=== PASSAGE PROVIDED ===

If you had five more removal spells in your library and you were in desperate need, and each of them had a different mana cost (say, Vendetta, Doom Blade, Assassinate, Flesh Allergy, and Corpsehatch), how well would you be able to plan your next moves? Obviously, you wouldn't; what you did and were able to do would depend on which of these five cards you happened to draw into. That's variance.

To some degree variance is a desirable attribute. It's certainly what makes the game of Magic fun and rewarding, as limiting the number of copies in a given deck to four mandates a certain level of it. By the same token, too much of it robs a deck of focus and predictability. It's worth noting here that there are two different ways to combat variance. Consistency we'll use to refer to number of copies of a particular card in a deck, while redundancy will describe the presence of different cards that do the same thing (put another way, a deck with 36 creatures has redundancy, while a deck with nine different playsets of creatures has both).

Once upon a time, theme decks had a great deal of both baked right into the card list. Looking back at the earliest decks we see examples aplenty! What do you think the chances of you drawing countermagic are in Tempest's Deep Freeze, with two Power Sinks, one Spell Blast, three Counterspells, and two Calculated Dismissales? Or removal in Stronghold's Migraine, with a full playset of Death Strokes, two Diabolic Edicts, and- sure- a singleton Dark Banishing? These decks relied on those spells for their success, and made sure you were able to find it, virtually every game. You could counter or kill with greater license, having trust that the numbers would soon bring you a replacement.

Somewhere along the way this admirable reliability was adjudged to be less desirable than the wacky, madcap "every draw's a-different!" approach that has characterised the modern precon. Want removal in Worldwake's Fangs of the Bloodchief? Take your pick from the following singletons: Urge to Feed, Brink of Disaster, Consume Spirit, Dead Reckoning (sorta), Feast of Blood, or Hideous End. Delightful redundancy, but dreadful consistency!

=== DATA ===

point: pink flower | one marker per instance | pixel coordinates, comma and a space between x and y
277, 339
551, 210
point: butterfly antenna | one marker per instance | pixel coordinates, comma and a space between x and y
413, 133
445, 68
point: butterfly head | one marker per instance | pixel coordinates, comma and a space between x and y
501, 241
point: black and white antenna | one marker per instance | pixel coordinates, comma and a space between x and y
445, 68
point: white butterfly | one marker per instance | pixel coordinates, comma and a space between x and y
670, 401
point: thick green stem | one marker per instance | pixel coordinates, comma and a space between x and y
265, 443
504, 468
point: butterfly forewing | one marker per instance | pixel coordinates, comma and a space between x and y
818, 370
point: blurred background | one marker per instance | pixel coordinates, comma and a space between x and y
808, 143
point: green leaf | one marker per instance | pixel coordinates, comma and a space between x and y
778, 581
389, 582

===
=== DATA ===

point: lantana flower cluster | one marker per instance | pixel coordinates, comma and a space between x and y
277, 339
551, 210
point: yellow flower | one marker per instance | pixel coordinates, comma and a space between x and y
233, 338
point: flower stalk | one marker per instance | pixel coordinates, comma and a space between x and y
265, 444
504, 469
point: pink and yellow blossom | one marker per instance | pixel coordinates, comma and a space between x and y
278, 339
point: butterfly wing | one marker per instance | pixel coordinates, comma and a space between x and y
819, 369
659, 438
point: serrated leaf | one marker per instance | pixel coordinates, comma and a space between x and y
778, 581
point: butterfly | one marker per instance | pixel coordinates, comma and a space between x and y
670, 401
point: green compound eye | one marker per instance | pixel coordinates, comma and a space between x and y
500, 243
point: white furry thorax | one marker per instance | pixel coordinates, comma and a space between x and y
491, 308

===

WORK TO DO ::
[1] Write out the part of the passage on Magic deck variance starting with "Somewhere along the" and going on through "but dreadful consistency!".
[2] Answer these questions using the passage on Magic deck variance:
(a) How many copies of Counterspell does Tempest's Deep Freeze contain?
(b) Which theme deck includes a full playset of Death Strokes?
(c) What term does the passage use for the presence of different cards that do the same thing?
[3] Carry on the passage on Magic theme decks and variance from its final sentence.
The rows have no connection to the passage on Magic deck variance.

ANSWERS FOR THE EXERCISE ::
[1]
Somewhere along the way this admirable reliability was adjudged to be less desirable than the wacky, madcap "every draw's a-different!" approach that has characterised the modern precon. Want removal in Worldwake's Fangs of the Bloodchief? Take your pick from the following singletons: Urge to Feed, Brink of Disaster, Consume Spirit, Dead Reckoning (sorta), Feast of Blood, or Hideous End. Delightful redundancy, but dreadful consistency!

[2]
(a) Three.
(b) Stronghold's Migraine.
(c) Redundancy.

[3]
Howabout Rise of the Eldrazi's Leveler's Scorn? If you find yourself needing to spot-kill something in a pinch, better cross your fingers! With a pauper's choice of a lone Doom Blade or Command of Unsummoning pair of Last Kisses, you're going to need all the luck you can muster. Even taking into account that these Zendikar-block decks are only 41 cards rather than 60, these is a woeful state of affairs from a gameplay perspective.

It's almost as if these decks are something of a Magic version of a Whitman's Sampler box: try a little bit of everything to find out what you really like?

Call me silly, but you know what I like? Countering spells and killing creatures when I need to. Which brings us neatly to...

No Removal

This is so obvious and painful, it deserves its own category.

Once upon a time, land destruction was actually fun to play (Note: I'm making no such claims for those who played against it). Stone Rain, Consuming Sinkhole, Choking Sands, Rain of Tears... you could do quite well for yourself starting on turn three. Of course, it's commonly known that Wizards determined that this was a state of affairs too unfun to stand, and rightly or wrongly land destruction became more expensive, more situational, and less common.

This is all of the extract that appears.